- _PROMPT 1_: In the women's hockey piece, what had the Durham Lightning originally given all of its players?
- _PROMPT 2_: For each statement, say whether it agrees with the women's hockey piece, and quote the words that decide it: (a) Some NCAA scholarships are worth up to $20,000 (U.S.) a year. (b) The writer opposes the NCAA rule against players receiving gifts. (c) Sue Fennell spoke to the Toronto Star.

Time To Consider Professional Female Players

FOR the past few years, the National Women’s Hockey League has been operating as an arena for the best female hockey players to showcase their hockey talents. It’s been, more or less, a success, providing a springboard to the Canadian national team, but now the NWHL was faced with a boatload of new problems, not the least of which is the issue of lucrative National Collegiate Athletic Association scholarships.This season, the NCAA has started to crack down on NWHL players who, in any stretch of the imagination, could be considered “professional players”, including the receipt of expensive gifts by the players. For example, the Telus-sponsored Durham Lightning had, originally, given all of its players free phones, but, because of the new NCAA crackdowns, the players were forced to pay for the phones or risk losing their scholarships. In addition to that, the NCAA ruled that even if one player on the team is “paid” the whole club is inelligble for NCAA schloarships, some worth as much as $20,000 (U.S.) a year. NWHL president Sue Fennell told the Toronto Star in defence of her league, “does any one of our teams write a payroll cheque? Not that I’m aware of,” and the accounts of several concerned NWHL team presidents suggest the same thing.

Upon hearing of this, I was appalled, but probably not for the reason you’re thinking of. I stand by the NCAA in saying that gifts cannot be received by the players, and, if the female players want scholarships, they’d better follow the same rules the men do- simply, it’s a matter of fairness. Still, while this does indicate that women are starting to be treated as equals as men, this seems to be not what women probably had envisioned when they thought of equality. You see, what appals me about all this is the fact the NWHL isn’t professional but simply just an outlet to the NCAA and nothing more. Perhaps it’s a little ignorant on my part to be saying this, but I had, for the longest time, believed the NWHL was professional: I mean, how else could I explain the presence of so many Canadian national team members? Now, upon learning that it isn’t and all the new struggles it’s faced with, I think the time has come for the women to have a professional outlet, be it with the men in the National Hockey League or with their own league, if the women want true equality.

- _DATA EXTRACT_:
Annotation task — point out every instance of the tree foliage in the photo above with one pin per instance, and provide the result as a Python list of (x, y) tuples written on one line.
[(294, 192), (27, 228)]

- _PROBLEM SOLUTION 1_: Free phones.

- _PROBLEM SOLUTION 2_:
(a) Yes: "some worth as much as $20,000 (U.S.) a year"
(b) No: "I stand by the NCAA in saying that gifts cannot be received by the players"
(c) Yes: "NWHL president Sue Fennell told the Toronto Star in defence of her league"